Kerri Nuku, Kaiwhakahaere
NZNO Tōpūtanga Tapuhi Kaitiaki o Aotearoa
The unrelenting challenges from this coalition Government has been overwhelming. From the Regulatory Standards Bill, wider deregulation programme, repeal of the Smokefree Act, Treaty Principles Bill, assault on pay equity, patient safety strike to the changes to The Pae Ora (Healthy Futures) Act and now our next generation of homegrown nurses being told to haere rā – go overseas. These challenges will not stop without resistance. As a health workforce we must respond to health and social injustice.
We are seeing the heartache and the hōhā unfold among too many nursing graduates as they struggle to find work.
In the past month, I’ve seen graduates break out into tears, get angry and their whānau become numbed by talk that their daughter, son or mokopuna are being told to look for work overseas.
Our National Student Unit chair Bianca Grimmer hit the nail on the head when she said: “there’s just no workforce planning behind that”.
The lack of nursing leadership and policy coming out of Te Whatu and Ministry of Health is to blame.
There was a time when Te Whatu Ora would recruit about 90% of graduates but that’s not the case today. Te Whatu Ora’s latest figures tell us that they only managed to find work for 45% of graduates.
That’s not good enough when we all know there’s a nursing shortage across the entire health sector – from hospitals to primary health and aged care.
Te Whatu Ora cannot hide behind the acronyms of all its recruitment programmes anymore - ENSIP, SFYP. NEtP, NESP. It cannot give us the impression that graduates are not being “matched” with jobs because their preferences are too narrow.
○ ○ ○ ○
• Prompt 1:
According to the piece on nursing graduates, what percentage of graduates did Te Whatu Ora's latest figures show it found work for?
• Prompt 2:
Duplicate the passage of the piece on nursing graduates that begins at the words "In the past" and stops after the words "for work overseas.".
The lines after this point aren't needed.
○ ○ ○ ○
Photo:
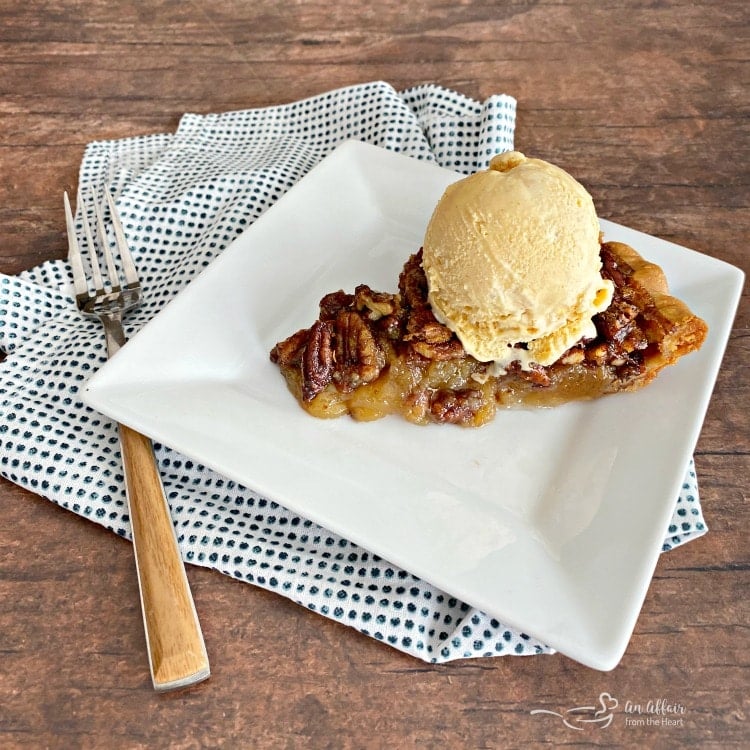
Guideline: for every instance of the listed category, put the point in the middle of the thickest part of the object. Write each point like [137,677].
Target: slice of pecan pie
[372,353]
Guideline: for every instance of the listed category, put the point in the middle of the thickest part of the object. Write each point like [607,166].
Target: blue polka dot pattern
[183,198]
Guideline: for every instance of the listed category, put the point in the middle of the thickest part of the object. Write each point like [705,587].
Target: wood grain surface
[646,102]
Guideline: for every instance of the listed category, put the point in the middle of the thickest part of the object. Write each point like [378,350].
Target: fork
[176,649]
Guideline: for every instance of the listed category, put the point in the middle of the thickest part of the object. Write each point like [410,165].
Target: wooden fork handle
[177,653]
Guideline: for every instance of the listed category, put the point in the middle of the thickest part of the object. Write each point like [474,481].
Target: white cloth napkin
[184,197]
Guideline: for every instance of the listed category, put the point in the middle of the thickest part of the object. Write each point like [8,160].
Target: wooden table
[648,104]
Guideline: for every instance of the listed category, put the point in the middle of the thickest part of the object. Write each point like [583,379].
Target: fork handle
[176,650]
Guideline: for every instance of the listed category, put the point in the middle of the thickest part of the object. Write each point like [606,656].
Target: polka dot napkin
[183,198]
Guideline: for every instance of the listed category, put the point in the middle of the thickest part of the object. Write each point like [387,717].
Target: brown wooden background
[648,103]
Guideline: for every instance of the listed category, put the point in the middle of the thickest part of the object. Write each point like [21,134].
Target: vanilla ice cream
[512,261]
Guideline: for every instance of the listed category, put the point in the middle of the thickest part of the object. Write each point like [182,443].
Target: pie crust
[372,353]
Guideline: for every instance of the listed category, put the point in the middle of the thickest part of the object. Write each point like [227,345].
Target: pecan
[332,304]
[422,325]
[412,283]
[288,352]
[377,304]
[317,360]
[359,358]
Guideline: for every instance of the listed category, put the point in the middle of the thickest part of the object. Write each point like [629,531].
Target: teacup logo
[582,717]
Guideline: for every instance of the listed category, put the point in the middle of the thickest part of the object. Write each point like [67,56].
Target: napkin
[183,198]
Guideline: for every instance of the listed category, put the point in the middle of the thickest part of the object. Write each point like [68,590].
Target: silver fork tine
[176,650]
[93,259]
[126,259]
[114,276]
[80,286]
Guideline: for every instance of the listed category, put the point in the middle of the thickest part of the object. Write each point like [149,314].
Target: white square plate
[550,520]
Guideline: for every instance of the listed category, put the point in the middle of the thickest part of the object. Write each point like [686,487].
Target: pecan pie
[371,353]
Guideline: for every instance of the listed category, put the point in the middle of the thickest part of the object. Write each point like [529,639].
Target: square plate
[550,520]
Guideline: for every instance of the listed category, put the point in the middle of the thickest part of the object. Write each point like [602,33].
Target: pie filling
[371,353]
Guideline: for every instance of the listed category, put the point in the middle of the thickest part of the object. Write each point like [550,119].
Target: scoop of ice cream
[512,261]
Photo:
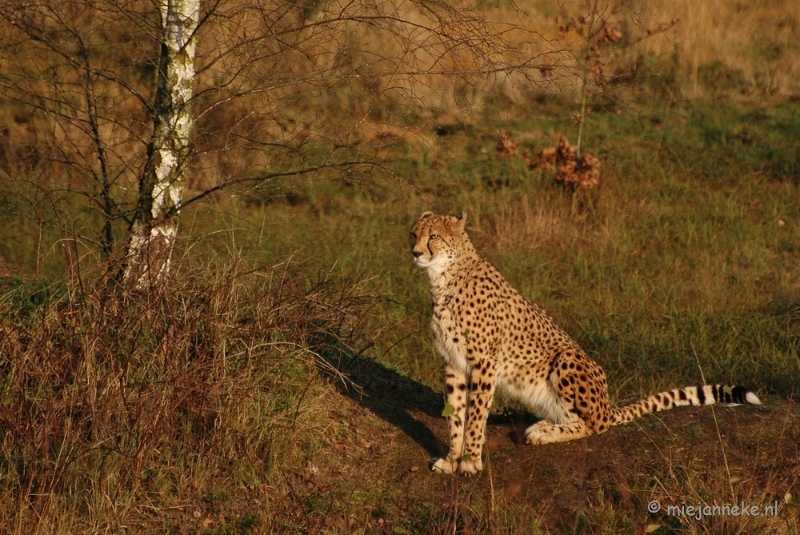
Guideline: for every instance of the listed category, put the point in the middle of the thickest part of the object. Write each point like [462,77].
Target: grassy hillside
[285,381]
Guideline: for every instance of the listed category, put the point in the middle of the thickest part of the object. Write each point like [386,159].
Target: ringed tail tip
[752,399]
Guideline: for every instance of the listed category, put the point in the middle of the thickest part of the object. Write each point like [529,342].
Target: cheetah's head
[436,240]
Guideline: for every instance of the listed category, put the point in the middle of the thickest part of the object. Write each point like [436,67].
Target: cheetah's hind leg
[546,432]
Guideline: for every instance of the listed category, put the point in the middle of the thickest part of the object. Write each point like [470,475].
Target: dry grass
[126,411]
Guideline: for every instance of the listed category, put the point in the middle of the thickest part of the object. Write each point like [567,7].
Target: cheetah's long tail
[681,397]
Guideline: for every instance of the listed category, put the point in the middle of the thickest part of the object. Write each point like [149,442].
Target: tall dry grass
[125,412]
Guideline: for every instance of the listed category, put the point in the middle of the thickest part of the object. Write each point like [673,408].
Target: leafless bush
[110,399]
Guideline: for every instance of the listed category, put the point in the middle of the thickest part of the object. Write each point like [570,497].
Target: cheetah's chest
[449,342]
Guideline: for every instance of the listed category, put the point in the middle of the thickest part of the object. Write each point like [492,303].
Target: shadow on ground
[391,396]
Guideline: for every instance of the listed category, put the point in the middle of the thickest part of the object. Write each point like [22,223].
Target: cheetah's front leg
[481,389]
[470,398]
[456,384]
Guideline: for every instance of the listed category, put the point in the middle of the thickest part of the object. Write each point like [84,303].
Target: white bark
[155,226]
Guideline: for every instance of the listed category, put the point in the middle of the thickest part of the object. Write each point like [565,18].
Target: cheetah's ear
[462,222]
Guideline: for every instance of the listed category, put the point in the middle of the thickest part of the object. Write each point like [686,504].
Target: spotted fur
[491,337]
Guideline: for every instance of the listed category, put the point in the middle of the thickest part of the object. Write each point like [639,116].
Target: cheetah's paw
[470,466]
[444,466]
[538,432]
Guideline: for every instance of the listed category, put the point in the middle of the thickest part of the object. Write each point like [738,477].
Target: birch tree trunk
[155,224]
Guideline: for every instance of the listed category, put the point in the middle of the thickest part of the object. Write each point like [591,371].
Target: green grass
[686,254]
[203,397]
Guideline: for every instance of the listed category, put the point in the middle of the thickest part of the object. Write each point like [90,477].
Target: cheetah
[493,338]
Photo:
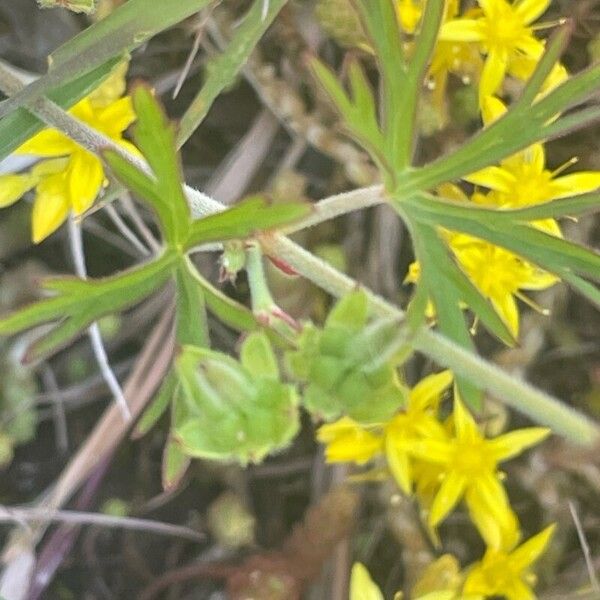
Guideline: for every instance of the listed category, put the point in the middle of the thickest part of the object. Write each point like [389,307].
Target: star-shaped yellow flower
[523,178]
[504,33]
[470,471]
[508,574]
[349,441]
[418,421]
[69,177]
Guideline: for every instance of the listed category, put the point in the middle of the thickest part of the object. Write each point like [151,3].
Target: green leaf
[155,137]
[257,356]
[402,132]
[540,407]
[158,406]
[251,216]
[146,188]
[547,251]
[233,414]
[381,25]
[191,321]
[447,295]
[228,311]
[222,70]
[359,114]
[175,463]
[78,6]
[446,280]
[78,303]
[20,125]
[126,28]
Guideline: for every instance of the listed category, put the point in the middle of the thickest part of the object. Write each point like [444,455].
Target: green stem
[518,394]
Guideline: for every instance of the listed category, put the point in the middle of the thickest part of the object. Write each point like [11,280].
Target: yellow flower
[362,587]
[508,574]
[499,275]
[461,59]
[418,421]
[348,441]
[69,177]
[523,179]
[504,33]
[470,470]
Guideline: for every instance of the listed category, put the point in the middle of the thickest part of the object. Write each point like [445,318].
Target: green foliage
[222,70]
[387,133]
[79,6]
[341,366]
[78,303]
[230,410]
[20,125]
[110,39]
[18,418]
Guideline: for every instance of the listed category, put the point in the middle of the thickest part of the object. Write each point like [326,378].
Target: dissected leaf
[251,216]
[222,70]
[20,125]
[191,321]
[124,29]
[78,303]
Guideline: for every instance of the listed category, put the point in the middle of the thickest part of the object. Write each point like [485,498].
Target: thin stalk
[94,334]
[524,398]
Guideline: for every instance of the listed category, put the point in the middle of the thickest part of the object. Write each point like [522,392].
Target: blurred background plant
[274,131]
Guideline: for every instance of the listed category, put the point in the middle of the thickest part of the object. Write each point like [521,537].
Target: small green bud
[230,521]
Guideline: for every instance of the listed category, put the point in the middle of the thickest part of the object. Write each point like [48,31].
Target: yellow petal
[519,590]
[494,71]
[493,178]
[347,441]
[462,30]
[48,142]
[530,46]
[431,450]
[362,587]
[427,393]
[531,10]
[492,514]
[399,465]
[12,187]
[50,207]
[492,108]
[528,552]
[85,178]
[118,116]
[513,443]
[574,184]
[447,498]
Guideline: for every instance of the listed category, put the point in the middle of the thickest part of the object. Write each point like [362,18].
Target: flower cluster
[487,44]
[444,461]
[68,178]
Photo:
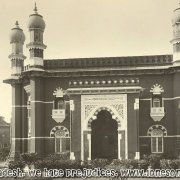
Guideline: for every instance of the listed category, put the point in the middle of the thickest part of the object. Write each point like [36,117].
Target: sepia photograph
[90,89]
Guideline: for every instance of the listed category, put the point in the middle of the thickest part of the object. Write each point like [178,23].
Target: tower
[17,39]
[176,36]
[36,26]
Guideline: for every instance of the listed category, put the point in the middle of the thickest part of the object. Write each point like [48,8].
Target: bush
[153,160]
[99,163]
[17,164]
[30,158]
[4,152]
[62,156]
[143,164]
[170,164]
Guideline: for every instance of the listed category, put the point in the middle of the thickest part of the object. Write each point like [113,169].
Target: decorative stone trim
[64,132]
[105,90]
[108,82]
[27,89]
[110,61]
[157,89]
[158,127]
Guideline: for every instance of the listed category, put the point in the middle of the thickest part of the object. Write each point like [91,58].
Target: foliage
[4,152]
[17,164]
[99,163]
[170,164]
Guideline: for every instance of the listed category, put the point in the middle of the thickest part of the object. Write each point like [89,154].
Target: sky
[87,28]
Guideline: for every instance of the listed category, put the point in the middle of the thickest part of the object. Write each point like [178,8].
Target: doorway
[104,136]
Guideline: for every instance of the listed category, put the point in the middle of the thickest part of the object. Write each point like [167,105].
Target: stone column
[89,144]
[119,144]
[37,115]
[16,121]
[136,108]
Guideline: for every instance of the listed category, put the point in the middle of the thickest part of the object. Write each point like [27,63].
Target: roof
[127,61]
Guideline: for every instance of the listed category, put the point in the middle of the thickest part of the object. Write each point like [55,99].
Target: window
[156,102]
[59,103]
[29,115]
[157,144]
[62,139]
[157,133]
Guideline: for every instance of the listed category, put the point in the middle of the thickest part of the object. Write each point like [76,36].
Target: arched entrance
[104,136]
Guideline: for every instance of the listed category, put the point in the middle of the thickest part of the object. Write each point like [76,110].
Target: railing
[157,113]
[58,115]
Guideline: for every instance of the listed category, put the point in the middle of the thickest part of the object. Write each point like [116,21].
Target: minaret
[176,36]
[36,26]
[17,39]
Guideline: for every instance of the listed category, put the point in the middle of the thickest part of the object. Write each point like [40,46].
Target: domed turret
[36,46]
[17,39]
[36,20]
[17,35]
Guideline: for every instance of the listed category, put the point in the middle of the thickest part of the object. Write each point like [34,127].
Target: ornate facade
[114,107]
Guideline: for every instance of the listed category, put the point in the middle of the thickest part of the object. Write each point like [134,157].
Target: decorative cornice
[104,82]
[105,90]
[131,61]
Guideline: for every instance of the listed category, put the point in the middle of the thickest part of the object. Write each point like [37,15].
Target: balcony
[58,115]
[157,113]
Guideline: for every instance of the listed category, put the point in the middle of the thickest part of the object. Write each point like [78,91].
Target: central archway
[104,136]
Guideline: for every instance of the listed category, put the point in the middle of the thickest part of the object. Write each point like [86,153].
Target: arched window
[59,103]
[62,139]
[156,102]
[157,133]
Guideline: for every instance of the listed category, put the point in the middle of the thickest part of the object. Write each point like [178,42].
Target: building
[4,134]
[115,107]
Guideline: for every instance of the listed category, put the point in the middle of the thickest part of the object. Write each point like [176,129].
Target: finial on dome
[17,24]
[35,8]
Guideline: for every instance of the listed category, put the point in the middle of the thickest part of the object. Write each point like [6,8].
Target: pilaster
[16,122]
[37,115]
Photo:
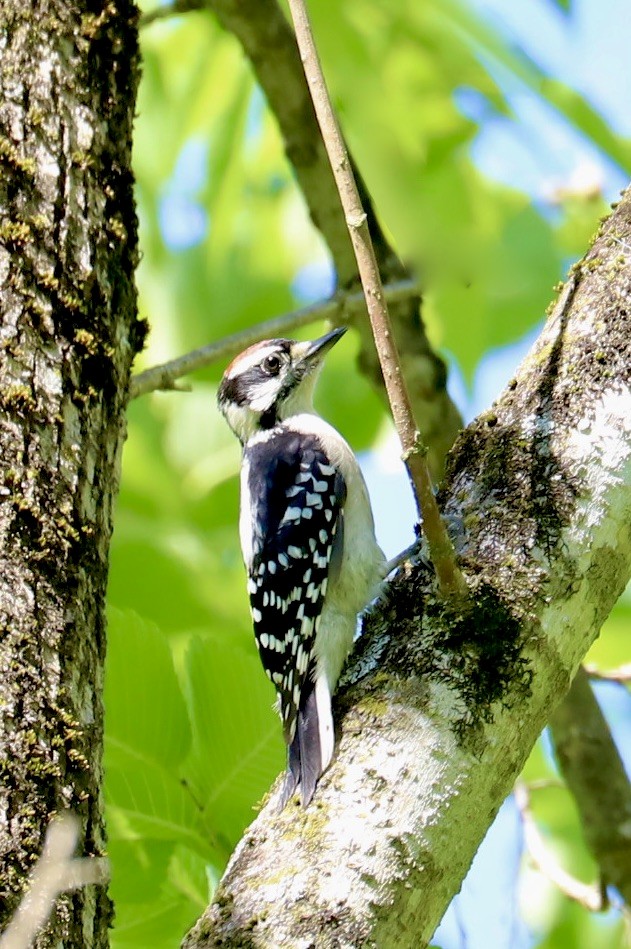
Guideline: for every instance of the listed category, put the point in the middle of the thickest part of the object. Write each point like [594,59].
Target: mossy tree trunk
[68,333]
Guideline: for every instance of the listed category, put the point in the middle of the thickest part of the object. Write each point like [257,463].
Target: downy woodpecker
[308,540]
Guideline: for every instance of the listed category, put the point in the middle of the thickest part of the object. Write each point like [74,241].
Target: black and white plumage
[307,537]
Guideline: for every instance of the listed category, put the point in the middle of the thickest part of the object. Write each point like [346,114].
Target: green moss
[15,233]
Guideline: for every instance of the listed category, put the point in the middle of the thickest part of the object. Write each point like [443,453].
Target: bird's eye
[271,364]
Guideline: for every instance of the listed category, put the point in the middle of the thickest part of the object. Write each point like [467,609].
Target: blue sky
[536,152]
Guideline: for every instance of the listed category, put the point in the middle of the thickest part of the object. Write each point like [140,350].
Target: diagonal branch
[592,898]
[339,309]
[596,776]
[269,43]
[441,550]
[443,708]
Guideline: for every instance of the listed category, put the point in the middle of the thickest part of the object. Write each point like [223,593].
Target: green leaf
[146,716]
[237,738]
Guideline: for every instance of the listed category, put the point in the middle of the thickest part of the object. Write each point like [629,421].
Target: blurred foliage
[192,741]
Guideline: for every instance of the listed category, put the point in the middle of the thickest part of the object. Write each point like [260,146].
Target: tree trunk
[443,703]
[68,334]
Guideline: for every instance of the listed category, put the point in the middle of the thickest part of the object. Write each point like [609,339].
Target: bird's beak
[314,351]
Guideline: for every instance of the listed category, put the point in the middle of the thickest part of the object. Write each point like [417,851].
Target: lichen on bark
[68,334]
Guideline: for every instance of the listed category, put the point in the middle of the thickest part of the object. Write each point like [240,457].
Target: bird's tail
[311,749]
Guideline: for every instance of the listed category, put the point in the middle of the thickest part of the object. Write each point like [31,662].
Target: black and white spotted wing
[296,497]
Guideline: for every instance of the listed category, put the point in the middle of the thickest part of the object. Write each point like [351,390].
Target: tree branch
[269,43]
[441,550]
[440,710]
[596,776]
[592,898]
[56,871]
[338,310]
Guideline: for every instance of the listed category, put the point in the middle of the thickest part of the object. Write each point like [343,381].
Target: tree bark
[442,708]
[269,43]
[68,334]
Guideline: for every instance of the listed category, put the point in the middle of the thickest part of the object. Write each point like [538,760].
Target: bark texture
[269,43]
[68,333]
[443,705]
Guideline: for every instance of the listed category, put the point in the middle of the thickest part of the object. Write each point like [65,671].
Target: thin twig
[337,309]
[621,674]
[593,898]
[414,452]
[56,871]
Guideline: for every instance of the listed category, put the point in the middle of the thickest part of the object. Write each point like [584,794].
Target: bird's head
[271,381]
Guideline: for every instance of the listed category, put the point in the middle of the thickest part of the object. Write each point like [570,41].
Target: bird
[308,541]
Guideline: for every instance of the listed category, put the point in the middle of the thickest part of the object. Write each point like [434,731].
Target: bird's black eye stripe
[271,364]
○ ○ ○ ○
• Final answer 1:
45%

• Final answer 2:
In the past month, I’ve seen graduates break out into tears, get angry and their whānau become numbed by talk that their daughter, son or mokopuna are being told to look for work overseas.